→ Data supplied

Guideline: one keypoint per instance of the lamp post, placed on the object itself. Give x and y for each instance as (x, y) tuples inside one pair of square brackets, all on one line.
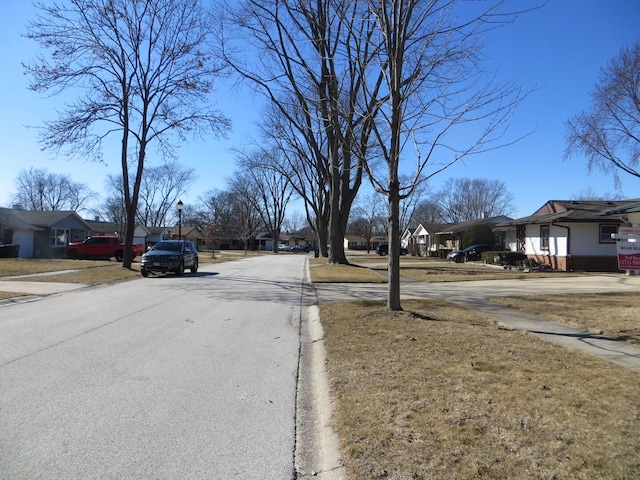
[(180, 205)]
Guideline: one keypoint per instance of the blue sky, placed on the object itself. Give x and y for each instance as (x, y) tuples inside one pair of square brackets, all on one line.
[(559, 49)]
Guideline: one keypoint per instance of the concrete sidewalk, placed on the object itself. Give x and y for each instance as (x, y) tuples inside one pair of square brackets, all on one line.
[(622, 353), (472, 294)]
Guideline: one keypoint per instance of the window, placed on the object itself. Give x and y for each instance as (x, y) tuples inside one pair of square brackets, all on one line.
[(605, 233), (544, 237), (59, 237)]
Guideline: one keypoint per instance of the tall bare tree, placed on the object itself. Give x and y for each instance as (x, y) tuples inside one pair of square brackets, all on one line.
[(146, 71), (160, 189), (464, 199), (304, 164), (429, 65), (309, 65), (38, 189), (271, 191), (245, 219), (608, 134), (368, 217)]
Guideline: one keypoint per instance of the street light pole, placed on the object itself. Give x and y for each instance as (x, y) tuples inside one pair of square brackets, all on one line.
[(180, 205)]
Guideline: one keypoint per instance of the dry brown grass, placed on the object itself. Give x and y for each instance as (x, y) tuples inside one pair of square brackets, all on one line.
[(27, 266), (615, 315), (321, 272), (441, 392), (417, 268)]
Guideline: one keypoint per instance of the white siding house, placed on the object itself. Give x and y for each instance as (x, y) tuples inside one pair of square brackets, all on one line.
[(570, 235)]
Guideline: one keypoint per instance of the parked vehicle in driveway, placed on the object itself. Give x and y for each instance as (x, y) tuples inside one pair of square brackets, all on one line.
[(471, 253), (456, 256), (170, 256), (383, 249), (100, 246)]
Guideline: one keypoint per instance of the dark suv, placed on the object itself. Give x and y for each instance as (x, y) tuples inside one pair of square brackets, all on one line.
[(170, 256)]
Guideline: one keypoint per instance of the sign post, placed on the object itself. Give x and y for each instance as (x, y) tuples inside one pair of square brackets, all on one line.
[(628, 247)]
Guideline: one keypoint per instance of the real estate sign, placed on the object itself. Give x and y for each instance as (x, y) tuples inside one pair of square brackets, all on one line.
[(628, 243)]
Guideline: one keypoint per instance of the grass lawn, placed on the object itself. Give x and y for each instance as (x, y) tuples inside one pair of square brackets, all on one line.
[(440, 392)]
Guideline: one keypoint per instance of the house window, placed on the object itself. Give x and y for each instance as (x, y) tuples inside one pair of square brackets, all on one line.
[(544, 237), (59, 237), (605, 233)]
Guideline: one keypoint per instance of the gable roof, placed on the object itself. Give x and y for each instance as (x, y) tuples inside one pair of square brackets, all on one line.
[(457, 228), (575, 211), (431, 228)]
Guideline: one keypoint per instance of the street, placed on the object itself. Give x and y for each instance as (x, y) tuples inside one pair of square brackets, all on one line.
[(170, 377)]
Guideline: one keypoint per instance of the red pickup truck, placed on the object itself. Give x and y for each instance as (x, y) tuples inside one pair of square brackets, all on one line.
[(100, 246)]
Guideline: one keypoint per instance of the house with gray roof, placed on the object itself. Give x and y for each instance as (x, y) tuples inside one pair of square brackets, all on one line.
[(41, 234), (573, 235)]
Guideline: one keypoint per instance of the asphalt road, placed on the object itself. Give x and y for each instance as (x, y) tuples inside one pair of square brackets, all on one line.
[(189, 377)]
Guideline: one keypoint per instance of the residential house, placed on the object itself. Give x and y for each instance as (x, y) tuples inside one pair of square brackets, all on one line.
[(41, 234), (572, 235), (426, 240), (450, 237), (355, 242)]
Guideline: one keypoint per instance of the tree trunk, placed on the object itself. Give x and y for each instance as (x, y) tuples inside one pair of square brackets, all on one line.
[(393, 225)]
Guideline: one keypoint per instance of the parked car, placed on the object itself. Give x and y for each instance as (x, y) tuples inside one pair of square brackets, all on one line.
[(101, 246), (383, 249), (303, 247), (170, 256), (471, 253), (456, 256)]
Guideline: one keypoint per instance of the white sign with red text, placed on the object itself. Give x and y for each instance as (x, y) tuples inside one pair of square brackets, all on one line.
[(628, 243)]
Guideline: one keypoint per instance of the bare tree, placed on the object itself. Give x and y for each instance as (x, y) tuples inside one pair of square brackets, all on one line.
[(429, 66), (608, 135), (146, 70), (245, 218), (368, 217), (464, 199), (160, 189), (304, 164), (214, 216), (270, 191), (427, 211), (38, 189), (309, 65)]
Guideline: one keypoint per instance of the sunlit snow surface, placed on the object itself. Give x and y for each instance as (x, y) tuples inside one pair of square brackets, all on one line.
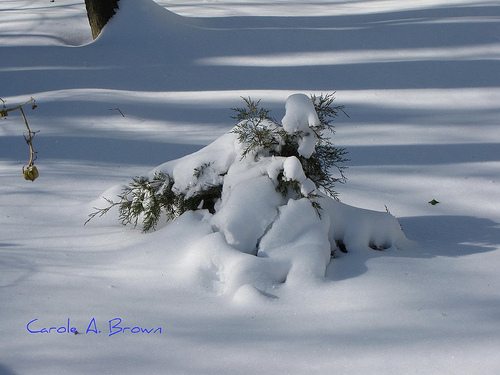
[(421, 84)]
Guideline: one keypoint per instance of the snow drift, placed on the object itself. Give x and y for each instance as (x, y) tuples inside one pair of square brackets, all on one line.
[(256, 237)]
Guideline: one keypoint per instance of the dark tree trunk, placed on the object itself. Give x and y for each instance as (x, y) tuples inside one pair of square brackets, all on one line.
[(99, 13)]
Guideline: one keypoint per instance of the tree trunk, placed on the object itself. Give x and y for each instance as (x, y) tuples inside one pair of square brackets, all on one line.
[(99, 13)]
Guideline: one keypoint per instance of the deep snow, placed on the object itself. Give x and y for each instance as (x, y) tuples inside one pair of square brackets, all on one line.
[(421, 85)]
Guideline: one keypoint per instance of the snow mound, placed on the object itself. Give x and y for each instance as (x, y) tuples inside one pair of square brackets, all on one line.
[(257, 238)]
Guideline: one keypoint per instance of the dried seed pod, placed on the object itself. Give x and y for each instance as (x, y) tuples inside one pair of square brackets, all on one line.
[(30, 172)]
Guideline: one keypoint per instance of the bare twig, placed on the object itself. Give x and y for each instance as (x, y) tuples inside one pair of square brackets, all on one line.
[(30, 171)]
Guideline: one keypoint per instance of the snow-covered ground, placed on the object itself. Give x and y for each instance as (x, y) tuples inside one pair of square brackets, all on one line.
[(421, 84)]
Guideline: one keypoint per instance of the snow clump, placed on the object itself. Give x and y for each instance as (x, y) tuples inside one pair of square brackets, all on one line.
[(272, 225)]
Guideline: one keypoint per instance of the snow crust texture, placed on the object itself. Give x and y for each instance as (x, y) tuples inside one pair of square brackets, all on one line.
[(258, 239)]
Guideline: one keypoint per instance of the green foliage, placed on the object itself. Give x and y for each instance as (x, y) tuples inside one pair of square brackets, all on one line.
[(257, 132), (146, 200), (262, 136)]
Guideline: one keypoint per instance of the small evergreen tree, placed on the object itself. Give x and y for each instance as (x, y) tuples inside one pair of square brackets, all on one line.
[(145, 200)]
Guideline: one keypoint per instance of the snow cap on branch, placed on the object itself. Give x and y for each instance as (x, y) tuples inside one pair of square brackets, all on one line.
[(300, 116)]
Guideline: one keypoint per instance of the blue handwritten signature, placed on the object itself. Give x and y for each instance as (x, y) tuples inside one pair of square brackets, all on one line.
[(113, 327)]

→ Aim
Rewrite only the records from the line containing "Guideline: one keypoint per instance of the small" through the line containing "[(145, 200)]", requests included and left unchanged. Multiply every coordinate in the answers by 1.75 and round each to a whole number, with halves rounding up.

→ Finished exercise
Guideline: one keypoint per instance of the small evergreen tree, placed on the object itself. Give x and y for each instance as (x, y) tuples inside one pair of square brackets, all on one line.
[(254, 350)]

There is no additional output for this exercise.